Excerpted passage>
BEGIN

The feline vaccines for viral rhinotracheitis, calicivirus and panleukopenia are usually administered in a combination called FVRCP. This vaccine, used to immunize kittens, can also serve as a booster for adults. The vaccinations for feline pneumonitis, rabies and feline leukemia are given separately but also need to be included in the kitten series and then repeated as boosters.
Feline viral rhinotracheitis (FVR)
A highly contagious viral respiratory disease, FVR may cause fever, depression, sneezing, coughing, and loss of appetite. Vaccines are available in both injectable and intranasal forms.
Another viral respiratory disease, this one not only may cause the same symptoms as FVR but also may produce painful ulcers in the cat’s eyes, mouth and throat. Vaccination may be given either by injection or by the intranasal route.
This highly contagious and often viral disease of cats is particularly deadly to kittens. Also called feline distemper or feline infectious enteritis, it usually causes fever, vomiting and diarrhea, resulting in severe dehydration. The virus also attacks the cat’s bone marrow and depletes immunity. Vaccination results in rapid and effective protection.
Some veterinarians also vaccinate for pneumonitis, another respiratory disease of cats. The vaccine may be given separately or in combination with the other feline vaccines.
There are approximately 200 feline rabies cases per year in the United States. The Calgary Humane Society saw two cases in the late 1980’s. Kittens should be vaccinated at three to four months of age and then one year later followed by annual boosters or every three years depending on the vaccine.
This virus can result in a variety of problems besides leukemia. Affected cats may develop anemia, solid tumour and impaired immunity. Cats with lowered immunity often develop other chronic ailments such as respiratory diseases and mouth infections.

END

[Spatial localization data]
BEGIN

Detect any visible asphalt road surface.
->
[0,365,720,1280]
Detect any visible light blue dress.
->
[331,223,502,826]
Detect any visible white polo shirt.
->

END

Activity A> Starting at "This highly contagious" and stopping after "and effective protection.", reproduce the feline vaccine passage with "rapid" changed to "fast".
Activity B> What are all the conditions that the feline vaccine passage names vaccines for in its opening paragraph?

Expected answer A>
This highly contagious and often viral disease of cats is particularly deadly to kittens. Also called feline distemper or feline infectious enteritis, it usually causes fever, vomiting and diarrhea, resulting in severe dehydration. The virus also attacks the cat’s bone marrow and depletes immunity. Vaccination results in fast and effective protection.

Expected answer B>
- Viral rhinotracheitis
- Calicivirus
- Panleukopenia
- Feline pneumonitis
- Rabies
- Feline leukemia